My paternal grandmother’s name is Pat Wood. She has worked with her hands to create art for many years. She used fabric to create weavings and quilts, and her color sense was always pitch perfect. She took quilting to a level that I have rarely seen. She would create scenes with a mosaic of fabric pieces, perfectly sewn together, every stitch even. Fields of flowers to abstract patterns, you name it, she could do it. I have memories of her handwork in my life from my earliest childhood. Here is just a brief list of pieces that she made for me, or gave to me:

  • Baby clothes-I was her first grandchild, and she showered me with handmade outfits. Not your usual clothes, stylish ensembles complete with matching hats.
  • A large stuffed Noah’s Ark boat with pairs of cloth stuffed animals from zebras to cheetahs.
  • A quilt made of black and white Vogue illustrations from the 1920s with woven maroon cord trim.
  • A quilt that was made by my great grandmother and given to my grandmother when she left home for college. It is entirely hand-stitched. When I look at it I feel a connection to the line of women in my family. The stitches make me wonder about their lives, and what they felt and talked about while quilting together. It is obvious the great skill their hands had, and the care that they put into these pieces.
  • A quilt made by my grandmother for me on my 16th birthday. It features 12 girls in kimonos, and each kimono is made with different fabrics. She stitched in a note to me on the back along with the date.
  • A quilted wall hanging, many bits of patterned fabric form a flower garden in deep perspective with a sky above.
  • A woven kimono piece in pastel blues and purples. She sewed a pattern on each strip of fabric, then added bits of fabric in other colors to it, then she wove the strips together. This piece hangs by my art table, I like having my grandma’s work right there with me while I paint.

(Rows from a dataset)
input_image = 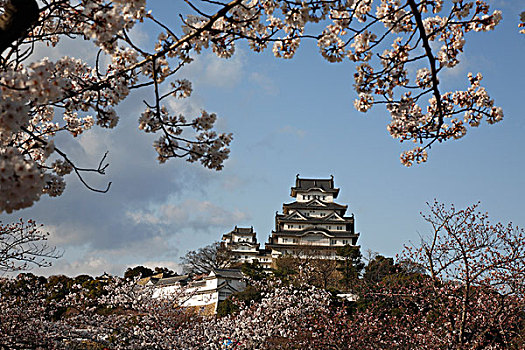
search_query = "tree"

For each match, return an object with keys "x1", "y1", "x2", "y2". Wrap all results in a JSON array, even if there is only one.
[
  {"x1": 0, "y1": 220, "x2": 62, "y2": 272},
  {"x1": 0, "y1": 0, "x2": 503, "y2": 213},
  {"x1": 181, "y1": 242, "x2": 230, "y2": 275},
  {"x1": 398, "y1": 202, "x2": 525, "y2": 348},
  {"x1": 337, "y1": 244, "x2": 365, "y2": 289}
]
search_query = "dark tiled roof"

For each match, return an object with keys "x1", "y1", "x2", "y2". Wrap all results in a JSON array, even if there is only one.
[
  {"x1": 212, "y1": 269, "x2": 244, "y2": 279},
  {"x1": 222, "y1": 226, "x2": 255, "y2": 239},
  {"x1": 283, "y1": 199, "x2": 348, "y2": 210},
  {"x1": 275, "y1": 214, "x2": 354, "y2": 225},
  {"x1": 232, "y1": 226, "x2": 254, "y2": 233},
  {"x1": 272, "y1": 227, "x2": 359, "y2": 237},
  {"x1": 155, "y1": 275, "x2": 190, "y2": 287},
  {"x1": 291, "y1": 175, "x2": 339, "y2": 198}
]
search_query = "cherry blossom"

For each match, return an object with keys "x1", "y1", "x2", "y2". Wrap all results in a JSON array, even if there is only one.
[{"x1": 0, "y1": 0, "x2": 503, "y2": 212}]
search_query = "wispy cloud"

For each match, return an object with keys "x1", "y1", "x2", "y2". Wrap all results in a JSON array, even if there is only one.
[{"x1": 278, "y1": 125, "x2": 306, "y2": 138}]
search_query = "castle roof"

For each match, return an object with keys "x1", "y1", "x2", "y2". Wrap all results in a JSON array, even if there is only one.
[
  {"x1": 291, "y1": 174, "x2": 339, "y2": 198},
  {"x1": 283, "y1": 199, "x2": 348, "y2": 210},
  {"x1": 272, "y1": 226, "x2": 359, "y2": 237}
]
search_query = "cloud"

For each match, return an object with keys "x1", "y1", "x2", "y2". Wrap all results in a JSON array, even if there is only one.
[
  {"x1": 278, "y1": 125, "x2": 306, "y2": 138},
  {"x1": 179, "y1": 50, "x2": 245, "y2": 88},
  {"x1": 126, "y1": 199, "x2": 249, "y2": 232}
]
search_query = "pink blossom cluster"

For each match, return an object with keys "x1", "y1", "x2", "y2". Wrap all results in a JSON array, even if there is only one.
[{"x1": 0, "y1": 0, "x2": 510, "y2": 211}]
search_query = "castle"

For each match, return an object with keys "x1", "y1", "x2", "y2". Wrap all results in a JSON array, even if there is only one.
[{"x1": 222, "y1": 175, "x2": 359, "y2": 269}]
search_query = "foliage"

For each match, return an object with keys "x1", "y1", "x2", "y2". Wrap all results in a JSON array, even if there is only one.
[
  {"x1": 0, "y1": 0, "x2": 503, "y2": 213},
  {"x1": 181, "y1": 242, "x2": 230, "y2": 275},
  {"x1": 337, "y1": 244, "x2": 365, "y2": 289},
  {"x1": 241, "y1": 261, "x2": 268, "y2": 281},
  {"x1": 0, "y1": 219, "x2": 62, "y2": 272}
]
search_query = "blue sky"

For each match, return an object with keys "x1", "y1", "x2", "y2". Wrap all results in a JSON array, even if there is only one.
[{"x1": 0, "y1": 0, "x2": 525, "y2": 275}]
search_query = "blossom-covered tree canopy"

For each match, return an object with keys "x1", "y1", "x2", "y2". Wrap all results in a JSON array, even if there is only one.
[{"x1": 0, "y1": 0, "x2": 516, "y2": 213}]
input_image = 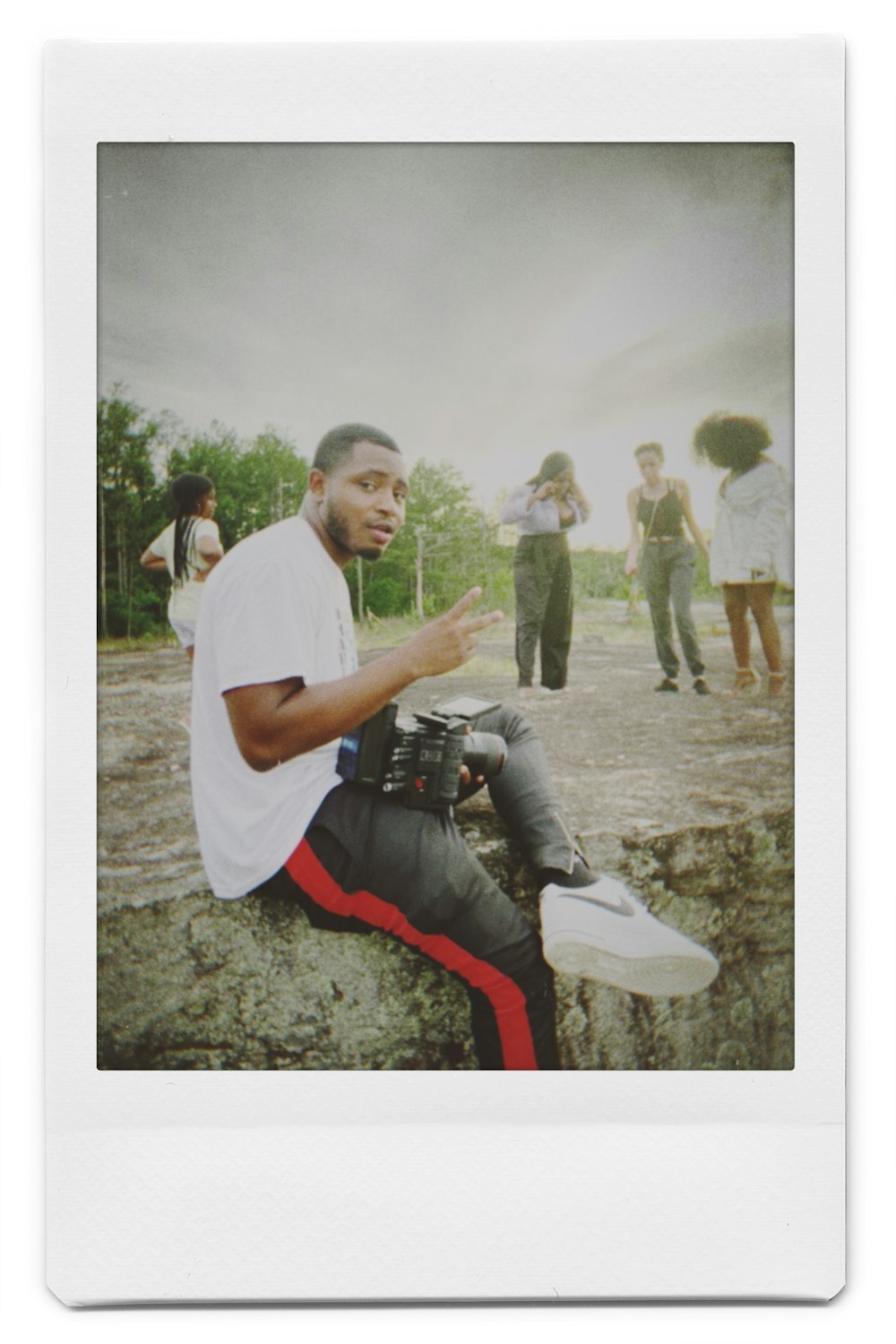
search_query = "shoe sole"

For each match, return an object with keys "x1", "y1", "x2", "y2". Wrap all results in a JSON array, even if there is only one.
[{"x1": 544, "y1": 933, "x2": 719, "y2": 999}]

> **Problems to work on**
**A.** In the text about the grandmother's handwork, what does the quilt made for the 16th birthday feature?
**B.** Check each statement against the text about the grandmother's handwork and mark it yes or no, quoting the words that decide it. (i) The quilt of Vogue illustrations has maroon trim. (ii) The quilt made by the great grandmother was partly machine-stitched. (iii) The woven kimono piece hangs by the art table.
**C.** Write a further passage for the text about the grandmother's handwork, picking up after its final sentence.

> **Answer set**
**A.** It features 12 girls in kimonos, and each kimono is made with different fabrics.

**B.**
(i) Yes: "with woven maroon cord trim."
(ii) No: "It is entirely hand-stitched."
(iii) Yes: "This piece hangs by my art table"

**C.**
Pat has been prolific in her work, and she has been successful, too. She got large commissions, exhibited, and received accolades. However, it never was about the money or being famous for my grandmother. It was her love of her craft, her love of creating things, her energy for life. She taught others, too. She led art and craft days at her retirement home for many years. She has stayed in the creative mind-set and shared her passion with others. My grandmother is 98 years old now, and she is still making quilts and using her hands to create beauty. I cannot praise her enough. She is a loving human being who brings joy into life. She is an inspiration to me, both in art and in life. We have always shared this interest in art, it has been a thread woven through our time together.

One last story:

The extended Wood family is split between southern and northern California. We all met up for a family reunion in Pacific Grove, California some years ago. The Centrella Inn, an historic property built in 1889, is where we all stayed. In the lobby there was a quilt in progress. Guests were invited to do some stitching on the quilt. My grandmother was so delighted when she saw this! During our visit we made sure to get together around this quilt. I sat next to my grandmother, mother, and aunt and we all did some stitching. It was an opportunity for just a few minutes to step back in time, to sit with the women of my family and do some handwork together.

Thank you grandma, for all that you have given me.